-- Given passage follows --

In addition, work is under way to create an online monitoring database that will allow people to enter and view observations of pollinator species. The database is being created by Dr. Joe Hupy, a UW-Eau Claire assistant professor of geography and anthropology who has expertise in interactive maps on which citizen scientists can enter observational data. The database would be yet another way to bring together people who share an interest in the pollinator habitats, Cronje said.
"The diversity of local people who are involved with the project — including students, faculty, community organizations and gardening enthusiasts — will naturally lead to interesting discussions and networking," Cronje said of how the project will continue after the honors course ends in May. "Ultimately, we hope this student-led initiative will foster a community of people in the Chippewa Valley who are committed to sustainable practices."
Already, Cronje said, the local Girl Scouts organization has said it will maintain the pollinator habitat that will be created in the Phoenix Community Gardens, and other individuals and organizations have expressed an interest in building on what the students have started.
This positive response from people and organizations in Eau Claire to the student project is surprising and inspiring, said Blake Weimerskirch, a philosophy major from Plymouth, Minn.
|A group of honors students spent an afternoon at a farm near Fall Creek learning about pollinators and their habitats. Denny Johnson and Judy Schwarzmaier, both Beaver Creek Citizen Science Center volunteers, shared their expertise with UW-Eau Claire students. From left: Emily Holman, Breana Meyer and Kelly Shea. Photo by Bill Hoepner.|
Learning the skills that will help them be better advocates for pollinator habitats or other community-based initiatives that are important to them was a highlight of the class, said senior Shauna Stoeger, a Spanish and psychology major from Hortonville.
"This class helped us understand what it means to be responsible citizens," Stoeger said. "It taught us what it means to identify a need and then go out and do something about it. We know as citizens we can't just expect the government to take care of everything. We have a responsibility to get involved and to help when we see a need regardless of what our career might be. These are lessons we'll use wherever we go after we graduate."
As part of the class, students attended neighborhood association meetings and met one-on-one with community members, business owners, government officials and representatives from community agencies and organizations. Through those conversations, students gained and shared information, and built relationships with people who will be important to moving the pollinator habitat initiative forward now and in the future, Cronje said.
Those interactions with community members and organizations also helped the students feel more connected to the Eau Claire community and the region, several students said.
"I grew up in Eau Claire but never felt part of the community in the way that I do now," said John Schoen, a biology, ecology and environmental biology major. "I'm realizing now how cool it is to be a citizen who is contributing something to my community and not just a bystander watching what others are doing."
Greg Nelson said the project has changed how he thinks about the Eau Claire community, something he expects to carry with him long after he graduates.
"I'm seeing us make a change in this community," said Nelson, a biology major from Oconomowoc. "Now Eau Claire won't ever just be the place I went to college. I feel like I set down roots here now because we are doing something real for the Eau Claire community."

-- Given passage concluded --
-- Data excerpt follows --

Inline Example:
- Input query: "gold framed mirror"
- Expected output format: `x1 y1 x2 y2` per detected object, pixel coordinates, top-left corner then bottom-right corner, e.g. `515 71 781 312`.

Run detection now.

-- Data excerpt concluded --

Work instruction 1:
Answer each question using the pollinator project article.
(a) Who is creating the online monitoring database for pollinator observations?
(b) Which organization has said it will maintain the pollinator habitat in the Phoenix Community Gardens?
(c) What is Greg Nelson's major?
Work instruction 2: Rewrite everything from "Already, Cronje said, the" down to "from Plymouth, Minn." in the pollinator project article, substituting "unexpected" for "surprising".
The lines have no connection to the pollinator project article.

Exercise response 1:
(a) Dr. Joe Hupy
(b) The local Girl Scouts organization
(c) Biology

Exercise response 2:
Already, Cronje said, the local Girl Scouts organization has said it will maintain the pollinator habitat that will be created in the Phoenix Community Gardens, and other individuals and organizations have expressed an interest in building on what the students have started.
This positive response from people and organizations in Eau Claire to the student project is unexpected and inspiring, said Blake Weimerskirch, a philosophy major from Plymouth, Minn.